→ TEXT EXTRACT
Machine Learning In Browser
You have to grow from the inside out. None can teach you, none can make you spiritual. There is no other teacher but your own soul.
-By Swami Vivekanand
This blog guides you on how to implement your NLP model in the browser using tensorflow.js and node.js. In this, I used an NLP model that prevents adding abusive or obscene content in the blog's comment box.
Topics:
1)FrontEnd(Blog made using HTML and CSS)
2)Prerequisite for the NLP model in tfjs.
3)node server and model loading
4)model prediction
Introduction:Writing blogs online is very common but sometimes people write abusive content in the comment section. That is nothing but cyberbullying so to prevent that this blog implementation censor abusive comment and it will not be added.
FrontEnd(Blog made using HTML and CSS)
Front-end consist of a HTML page name predict.html .It is basic Page which is created using HTML,CSS,Javascript and bootstrap etc.
Prerequisite for NLP model in tfjs Steps Required before implementing the NLP model in chrome extension using tensorflow.js.
i)Converting python model into tfjs.model
While implementing the model in the browser we need model.json file so that we can make HTTP calls hence we convert python model since it is in the model.h5 format.
To know more>>click the below links
ii)Preprocessing in Javascript Preprocessing is the first step while creating any machine learning model.
Text preprocessing is traditionally an important step for natural language processing (NLP) tasks. It transforms text into a more digestible form so that machine learning algorithms can perform better. To know more>>click the below links https://towardsdatascience.com/nlp-text-preprocessing-a-practical-guide-and-template-d80874676e79
So once the python model converted in tfjs model before giving the model we have to convert all the preprocessing rule in javascript that we applied in python while training. Below is some preprocessing javascript code.
function word_preprocessor(word) {
word = word.replace(/[-|.|,|\?|\!]+/g, '');
word = word.toLowerCase();
if (word != '') {
return word;
} else {
return '.';
}
};
.
stopwords = ['ke','ka','mein','ki','hai','yah','aur','se','hain','ko','par','iss','hota','jo','kar','me','gaya','karne','kiya','liye','apne',
'ne','bani','nahi','toh','hi','ya','avam','diya','ho','iska','tha','dhvara','hua','tak','saath','karna','vaale''baad','liya','aap',
'kuchh','sakte','kisi','ye','iska','sabse','ismein','the','do','hone','vah','ve','karte','bahut','kaha','varg','kai','karein',
'hoti','apni','unke','thi','yadi','hui','jaa','na','ise','kehte','kahte','jab','hote','koi','hue','va','abhi','jaise',
'sab\mjhb hi','karta','unki','tarah','uss','aadi','kul','raha','iski','sakta','rahe','unka','issi','rakhein','apna','pe','uske','to','bhi','or','kya'];
function remove_stopwords(str) {
res = []
words = str.split(' ')

→ PROBLEMS AND TASKS
#1 In the browser machine learning blog, what kind of content is the NLP model meant to keep out of the comment box?
#2 Copy everything in the browser machine learning blog from "-By Swami Vivekanand" down to "model in tfjs.".
This data comes from a separate source.

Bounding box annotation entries
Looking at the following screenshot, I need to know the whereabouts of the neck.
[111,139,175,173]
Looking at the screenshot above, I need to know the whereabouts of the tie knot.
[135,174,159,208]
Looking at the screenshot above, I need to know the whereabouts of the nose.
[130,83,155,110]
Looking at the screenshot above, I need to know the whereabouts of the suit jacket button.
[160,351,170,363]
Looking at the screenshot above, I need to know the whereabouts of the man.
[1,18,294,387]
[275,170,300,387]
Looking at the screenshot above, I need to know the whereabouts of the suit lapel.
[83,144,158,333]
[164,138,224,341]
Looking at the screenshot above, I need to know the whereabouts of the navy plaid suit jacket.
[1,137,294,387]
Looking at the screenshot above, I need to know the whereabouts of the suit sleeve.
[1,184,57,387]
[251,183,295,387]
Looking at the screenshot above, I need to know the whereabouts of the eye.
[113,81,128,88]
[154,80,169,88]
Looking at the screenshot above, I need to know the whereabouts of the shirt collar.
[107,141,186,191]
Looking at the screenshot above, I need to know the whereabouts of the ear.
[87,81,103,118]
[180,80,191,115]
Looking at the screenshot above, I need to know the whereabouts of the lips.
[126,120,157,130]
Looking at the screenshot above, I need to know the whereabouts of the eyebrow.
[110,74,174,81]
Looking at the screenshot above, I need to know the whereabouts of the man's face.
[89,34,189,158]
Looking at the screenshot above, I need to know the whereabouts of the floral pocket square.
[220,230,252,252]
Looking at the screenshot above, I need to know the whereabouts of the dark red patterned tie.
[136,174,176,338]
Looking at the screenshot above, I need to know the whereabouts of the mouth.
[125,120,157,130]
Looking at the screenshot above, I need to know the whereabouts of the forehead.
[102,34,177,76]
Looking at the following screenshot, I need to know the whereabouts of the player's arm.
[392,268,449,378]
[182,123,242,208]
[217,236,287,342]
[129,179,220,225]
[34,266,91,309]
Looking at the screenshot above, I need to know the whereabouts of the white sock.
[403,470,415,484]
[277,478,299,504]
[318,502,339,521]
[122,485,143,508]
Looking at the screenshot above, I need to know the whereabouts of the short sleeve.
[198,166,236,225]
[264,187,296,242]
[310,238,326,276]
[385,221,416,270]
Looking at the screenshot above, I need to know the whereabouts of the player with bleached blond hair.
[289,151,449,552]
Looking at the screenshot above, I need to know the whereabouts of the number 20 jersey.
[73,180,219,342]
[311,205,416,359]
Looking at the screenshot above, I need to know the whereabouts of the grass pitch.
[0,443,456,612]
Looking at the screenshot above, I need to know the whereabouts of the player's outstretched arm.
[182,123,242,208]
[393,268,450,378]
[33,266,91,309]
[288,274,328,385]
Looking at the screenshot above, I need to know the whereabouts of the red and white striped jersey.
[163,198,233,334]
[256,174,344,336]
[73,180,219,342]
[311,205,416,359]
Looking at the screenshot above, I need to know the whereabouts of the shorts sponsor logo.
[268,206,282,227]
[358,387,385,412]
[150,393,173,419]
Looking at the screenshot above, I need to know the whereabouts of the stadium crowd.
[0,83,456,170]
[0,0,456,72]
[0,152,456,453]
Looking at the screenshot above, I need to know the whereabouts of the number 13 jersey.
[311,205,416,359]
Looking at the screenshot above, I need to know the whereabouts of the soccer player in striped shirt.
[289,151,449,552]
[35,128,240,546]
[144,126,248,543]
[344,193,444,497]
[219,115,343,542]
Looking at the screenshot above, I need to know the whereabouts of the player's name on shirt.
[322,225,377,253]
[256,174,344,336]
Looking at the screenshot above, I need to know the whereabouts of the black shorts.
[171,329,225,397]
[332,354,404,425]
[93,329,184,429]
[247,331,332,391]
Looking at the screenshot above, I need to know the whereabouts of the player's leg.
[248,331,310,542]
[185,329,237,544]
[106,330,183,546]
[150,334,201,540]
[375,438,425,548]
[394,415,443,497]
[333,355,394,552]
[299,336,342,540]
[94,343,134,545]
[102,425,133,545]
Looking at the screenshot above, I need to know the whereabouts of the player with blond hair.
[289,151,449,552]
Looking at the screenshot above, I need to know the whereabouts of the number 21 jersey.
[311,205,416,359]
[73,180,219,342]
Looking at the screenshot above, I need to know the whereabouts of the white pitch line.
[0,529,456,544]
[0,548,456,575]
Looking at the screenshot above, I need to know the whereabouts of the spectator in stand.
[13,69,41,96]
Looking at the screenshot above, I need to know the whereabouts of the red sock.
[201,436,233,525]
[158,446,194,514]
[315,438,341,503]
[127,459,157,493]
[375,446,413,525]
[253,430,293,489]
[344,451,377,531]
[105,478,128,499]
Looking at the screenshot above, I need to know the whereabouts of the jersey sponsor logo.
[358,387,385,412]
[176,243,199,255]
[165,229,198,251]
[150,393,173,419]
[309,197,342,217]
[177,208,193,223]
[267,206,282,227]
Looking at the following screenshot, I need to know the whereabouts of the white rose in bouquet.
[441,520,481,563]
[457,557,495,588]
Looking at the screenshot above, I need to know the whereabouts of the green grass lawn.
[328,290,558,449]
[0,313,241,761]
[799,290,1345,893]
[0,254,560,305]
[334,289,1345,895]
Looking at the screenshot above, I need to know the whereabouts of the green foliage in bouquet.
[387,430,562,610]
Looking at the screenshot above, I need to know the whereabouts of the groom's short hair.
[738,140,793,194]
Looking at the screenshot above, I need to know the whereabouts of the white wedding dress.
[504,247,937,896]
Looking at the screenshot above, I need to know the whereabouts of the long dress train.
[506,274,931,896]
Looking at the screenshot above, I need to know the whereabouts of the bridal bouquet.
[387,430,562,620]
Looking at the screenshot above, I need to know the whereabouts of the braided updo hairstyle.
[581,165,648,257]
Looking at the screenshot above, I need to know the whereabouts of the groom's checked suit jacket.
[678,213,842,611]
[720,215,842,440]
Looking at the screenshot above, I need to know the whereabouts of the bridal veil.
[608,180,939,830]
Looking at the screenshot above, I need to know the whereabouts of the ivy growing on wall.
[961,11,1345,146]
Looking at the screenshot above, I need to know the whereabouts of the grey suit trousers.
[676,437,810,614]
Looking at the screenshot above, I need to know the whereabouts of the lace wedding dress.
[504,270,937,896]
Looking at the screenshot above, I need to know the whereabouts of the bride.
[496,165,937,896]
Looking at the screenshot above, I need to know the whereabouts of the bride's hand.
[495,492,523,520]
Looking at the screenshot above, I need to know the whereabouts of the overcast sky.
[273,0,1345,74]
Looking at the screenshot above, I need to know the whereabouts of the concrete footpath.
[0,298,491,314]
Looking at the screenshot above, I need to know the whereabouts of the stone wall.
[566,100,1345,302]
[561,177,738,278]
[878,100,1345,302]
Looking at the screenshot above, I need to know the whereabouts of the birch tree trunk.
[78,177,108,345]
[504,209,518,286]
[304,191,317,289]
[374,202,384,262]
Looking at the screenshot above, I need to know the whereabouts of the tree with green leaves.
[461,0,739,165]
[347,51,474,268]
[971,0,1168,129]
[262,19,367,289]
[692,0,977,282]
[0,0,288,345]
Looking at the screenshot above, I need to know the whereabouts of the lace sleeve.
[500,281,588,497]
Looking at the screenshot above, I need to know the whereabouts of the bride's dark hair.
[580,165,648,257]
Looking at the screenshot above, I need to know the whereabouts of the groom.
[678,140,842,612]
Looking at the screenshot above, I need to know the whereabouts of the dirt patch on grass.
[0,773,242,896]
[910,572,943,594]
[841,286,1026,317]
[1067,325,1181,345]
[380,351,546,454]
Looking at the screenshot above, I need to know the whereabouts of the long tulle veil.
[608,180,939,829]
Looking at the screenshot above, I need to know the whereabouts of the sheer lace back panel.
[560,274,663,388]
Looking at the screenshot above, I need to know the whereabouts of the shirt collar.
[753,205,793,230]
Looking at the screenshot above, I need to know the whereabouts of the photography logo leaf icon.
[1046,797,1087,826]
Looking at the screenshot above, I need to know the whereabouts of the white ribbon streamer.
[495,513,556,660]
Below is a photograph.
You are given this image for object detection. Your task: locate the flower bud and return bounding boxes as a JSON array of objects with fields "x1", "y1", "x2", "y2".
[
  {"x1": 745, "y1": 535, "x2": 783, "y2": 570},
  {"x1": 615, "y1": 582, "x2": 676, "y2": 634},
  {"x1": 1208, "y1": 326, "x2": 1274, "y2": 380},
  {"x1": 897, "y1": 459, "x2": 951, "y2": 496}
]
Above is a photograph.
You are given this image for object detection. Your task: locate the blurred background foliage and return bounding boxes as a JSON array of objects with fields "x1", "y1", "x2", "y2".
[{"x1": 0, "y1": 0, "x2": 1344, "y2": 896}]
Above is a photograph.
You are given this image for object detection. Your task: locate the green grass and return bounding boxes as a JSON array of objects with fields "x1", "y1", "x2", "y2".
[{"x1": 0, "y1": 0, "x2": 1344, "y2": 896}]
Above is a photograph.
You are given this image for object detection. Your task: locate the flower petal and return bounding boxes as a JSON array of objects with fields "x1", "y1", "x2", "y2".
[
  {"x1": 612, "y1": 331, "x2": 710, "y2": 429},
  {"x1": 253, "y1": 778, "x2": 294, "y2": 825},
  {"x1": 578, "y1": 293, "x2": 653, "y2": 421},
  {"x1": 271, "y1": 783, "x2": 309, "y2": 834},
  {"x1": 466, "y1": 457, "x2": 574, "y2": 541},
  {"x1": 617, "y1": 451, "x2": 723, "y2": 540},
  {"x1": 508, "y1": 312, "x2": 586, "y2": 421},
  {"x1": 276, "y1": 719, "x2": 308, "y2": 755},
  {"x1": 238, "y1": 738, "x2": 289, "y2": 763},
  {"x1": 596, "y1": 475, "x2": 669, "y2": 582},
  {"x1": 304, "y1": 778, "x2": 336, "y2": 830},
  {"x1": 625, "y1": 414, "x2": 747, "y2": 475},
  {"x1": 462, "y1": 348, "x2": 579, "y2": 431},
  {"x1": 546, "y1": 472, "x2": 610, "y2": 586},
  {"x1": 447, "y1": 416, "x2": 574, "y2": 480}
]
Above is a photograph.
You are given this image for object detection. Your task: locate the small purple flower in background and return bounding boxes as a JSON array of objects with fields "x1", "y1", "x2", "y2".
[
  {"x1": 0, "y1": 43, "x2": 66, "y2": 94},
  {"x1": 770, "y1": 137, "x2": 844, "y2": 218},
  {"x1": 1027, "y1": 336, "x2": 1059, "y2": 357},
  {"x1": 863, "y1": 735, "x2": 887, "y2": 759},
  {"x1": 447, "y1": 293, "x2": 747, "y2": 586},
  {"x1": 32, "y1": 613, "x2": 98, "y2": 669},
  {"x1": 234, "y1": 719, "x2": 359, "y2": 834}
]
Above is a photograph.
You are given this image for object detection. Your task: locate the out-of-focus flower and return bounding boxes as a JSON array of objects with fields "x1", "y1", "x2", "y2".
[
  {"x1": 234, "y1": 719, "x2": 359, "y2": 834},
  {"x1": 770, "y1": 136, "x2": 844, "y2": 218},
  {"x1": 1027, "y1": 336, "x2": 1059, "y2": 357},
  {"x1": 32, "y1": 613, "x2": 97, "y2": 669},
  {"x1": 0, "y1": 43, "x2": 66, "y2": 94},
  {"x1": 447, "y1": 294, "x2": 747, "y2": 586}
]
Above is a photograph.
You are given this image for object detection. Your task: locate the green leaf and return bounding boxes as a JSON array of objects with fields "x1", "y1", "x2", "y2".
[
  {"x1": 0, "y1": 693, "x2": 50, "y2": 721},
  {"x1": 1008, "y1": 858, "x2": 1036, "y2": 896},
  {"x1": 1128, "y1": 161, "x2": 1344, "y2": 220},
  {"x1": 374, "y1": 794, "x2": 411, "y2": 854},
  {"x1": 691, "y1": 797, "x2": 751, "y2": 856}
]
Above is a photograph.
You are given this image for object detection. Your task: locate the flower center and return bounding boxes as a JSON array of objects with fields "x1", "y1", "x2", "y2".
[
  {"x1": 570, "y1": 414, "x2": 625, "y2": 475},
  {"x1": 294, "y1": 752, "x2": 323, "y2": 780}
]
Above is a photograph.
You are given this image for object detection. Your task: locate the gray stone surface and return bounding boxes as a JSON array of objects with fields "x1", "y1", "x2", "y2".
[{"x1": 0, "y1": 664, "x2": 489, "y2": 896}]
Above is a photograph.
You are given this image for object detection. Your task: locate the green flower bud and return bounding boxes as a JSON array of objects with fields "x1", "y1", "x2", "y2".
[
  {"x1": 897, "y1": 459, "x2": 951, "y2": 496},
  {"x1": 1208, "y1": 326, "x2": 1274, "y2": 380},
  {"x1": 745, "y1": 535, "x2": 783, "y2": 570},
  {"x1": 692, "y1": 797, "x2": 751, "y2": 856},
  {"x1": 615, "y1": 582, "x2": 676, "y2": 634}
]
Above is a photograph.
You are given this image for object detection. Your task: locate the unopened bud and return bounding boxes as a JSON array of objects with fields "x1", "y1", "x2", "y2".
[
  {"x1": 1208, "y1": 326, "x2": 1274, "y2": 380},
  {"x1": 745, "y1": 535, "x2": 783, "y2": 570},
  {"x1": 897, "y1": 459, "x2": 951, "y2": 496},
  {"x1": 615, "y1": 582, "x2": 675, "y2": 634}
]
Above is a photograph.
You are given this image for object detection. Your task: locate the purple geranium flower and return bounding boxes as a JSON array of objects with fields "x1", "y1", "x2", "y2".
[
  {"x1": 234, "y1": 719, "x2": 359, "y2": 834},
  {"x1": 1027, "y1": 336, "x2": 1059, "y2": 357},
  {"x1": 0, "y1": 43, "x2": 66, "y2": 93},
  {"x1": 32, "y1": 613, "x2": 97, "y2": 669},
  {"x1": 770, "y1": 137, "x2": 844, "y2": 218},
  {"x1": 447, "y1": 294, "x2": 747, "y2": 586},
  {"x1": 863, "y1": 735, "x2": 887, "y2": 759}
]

→ TASK-BY-TASK OUTPUTS
#1 Abusive or obscene content.

#2
-By Swami Vivekanand
This blog guides you on how to implement your NLP model in the browser using tensorflow.js and node.js. In this, I used an NLP model that prevents adding abusive or obscene content in the blog's comment box.
Topics:
1)FrontEnd(Blog made using HTML and CSS)
2)Prerequisite for the NLP model in tfjs.